**Passage provided:**
Michael Jeannot, 26, has Down syndrome and requires supervision. Santos, 34, was diagnosed as a teenager with final stage renal failure. He received a kidney transplant that went into chronic rejection in 2014.

For Jeannot, that was at the end of her semester; time for finalizing classes for the following year, organizing club paperwork, writing papers and studying for finals.

“Situations like that would come up,” she said. “I had to make sure Paul was OK, take care of Mikey and still study for my finals while commuting back and forth (from home to school).”

That same year, Jeannot's landlord accused her of owing $9,000 in unpaid rent.

"I went to court three times for that case with stamped bank statements of each rent check the building had cashed, proving that I owed nothing," she said. "I had to attend all three court dates with all my paperwork, my brothers and my lawyer from the Legal Aid Society.

"I also showed up to court in proper attire, which surprised the lawyer for the building," she said. "And the landlord never showed."

**Problem 1:**
According to the passage about Jeannot's family and housing court case, how much unpaid rent did her landlord accuse her of owing?
**Problem 2:**
Repeat the passage about Jeannot's family and housing court case word for word, starting at "For Jeannot, that" and ending at "in unpaid rent.".
**Problem 3:**
Carry on the passage about Jeannot's family and housing court case, picking up after its last sentence.

**Dataset excerpt:**
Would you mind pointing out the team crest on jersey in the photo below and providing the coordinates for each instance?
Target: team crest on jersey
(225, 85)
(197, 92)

**Response 1:**
$9,000.

**Response 2:**
For Jeannot, that was at the end of her semester; time for finalizing classes for the following year, organizing club paperwork, writing papers and studying for finals.

“Situations like that would come up,” she said. “I had to make sure Paul was OK, take care of Mikey and still study for my finals while commuting back and forth (from home to school).”

That same year, Jeannot's landlord accused her of owing $9,000 in unpaid rent.

**Response 3:**
Leader on campus

Both incidents forced her to miss classes. Her professor and academic adviser, Nick Smart, said it was "with great pain and deep apology" when she had to miss classes to go to housing court or the hospital.

"She was apologizing for that," Smart said. "Bianca never wanted her circumstances to be any part of any excuse."

Smart praised Jeannot for her leadership on campus. She worked three jobs on campus and one off campus, edited the school newspaper, wrote for and edited the college’s literary magazine — the Phoenix — and started a new club.

A typical Sunday during the school year was a blur of events that started before 9 a.m.

She starts her day by getting ready for school and making sure the door is open for Santos' attendant. Then, she said, Mikey gets up around 10 a.m. and has to take a bath.

She checks the mail to see what bills need to be paid. Scouring through four different circulars for the best deals, she makes a grocery list.

Then it's the bus to Fordham and the train to New Rochelle, then a cab to campus. Now, she said, she does what needs to be done for work, school and clubs. She calls her brothers to see how they're doing, eats something and writes. The next day is class, work, class, work, club meetings and homework.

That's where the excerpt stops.